Das „Festival für neue Musik“ von DeutschlandRadio Berlin ist gerade verklungen („Vorstoß ins Unerhörte – Das Berliner Festival Ultra-Schall“, nmz 2/04), da zieht das Schwesterprogramm des Senders, Deutschlandfunk in Köln mit dem „Forum neuer Musik“ nach: Kleiner, ohne schicke Installationen und Klangkunstbilder, keine Angebote zum Abhängen in der Late Lounge, keine Debatten über „Vernetzung“ und „Vermittlung“, vor allem aber ohne die großen Namen der Szene, die so gern herumgereicht werden. Vier Konzerte mit lauter „Unbekannten“. – Initiiert vom ehemaligen Neue Musik-Redakteur Reinhard Oehlschlägel präsentierte sich das „Forum neuer Musik“ im Deutschlandfunk jetzt zum dritten Mal in der Verantwortung seines Nachfolgers Frank Kämpfer.

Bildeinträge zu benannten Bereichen
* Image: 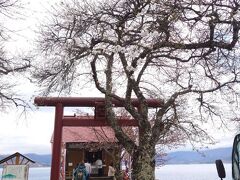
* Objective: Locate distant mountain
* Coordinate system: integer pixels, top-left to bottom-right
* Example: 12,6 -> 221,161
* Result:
156,147 -> 232,165
24,153 -> 52,166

## Gestellte Aufgabe A
Gib den Textauszug erneut wieder, beginnend bei den Worten „Das „Festival für“ und endend nach „Nachfolgers Frank Kämpfer.“. Benenne dabei „Deutschlandfunk“ in „Deutschlandradio Köln“ um.
## Gestellte Aufgabe B
Wer hat das „Forum neuer Musik“ laut dem Textauszug initiiert?

## Richtige Antwort A
Das „Festival für neue Musik“ von DeutschlandRadio Berlin ist gerade verklungen („Vorstoß ins Unerhörte – Das Berliner Festival Ultra-Schall“, nmz 2/04), da zieht das Schwesterprogramm des Senders, Deutschlandradio Köln in Köln mit dem „Forum neuer Musik“ nach: Kleiner, ohne schicke Installationen und Klangkunstbilder, keine Angebote zum Abhängen in der Late Lounge, keine Debatten über „Vernetzung“ und „Vermittlung“, vor allem aber ohne die großen Namen der Szene, die so gern herumgereicht werden. Vier Konzerte mit lauter „Unbekannten“. – Initiiert vom ehemaligen Neue Musik-Redakteur Reinhard Oehlschlägel präsentierte sich das „Forum neuer Musik“ im Deutschlandradio Köln jetzt zum dritten Mal in der Verantwortung seines Nachfolgers Frank Kämpfer.

## Richtige Antwort B
Der ehemalige Neue Musik-Redakteur Reinhard Oehlschlägel.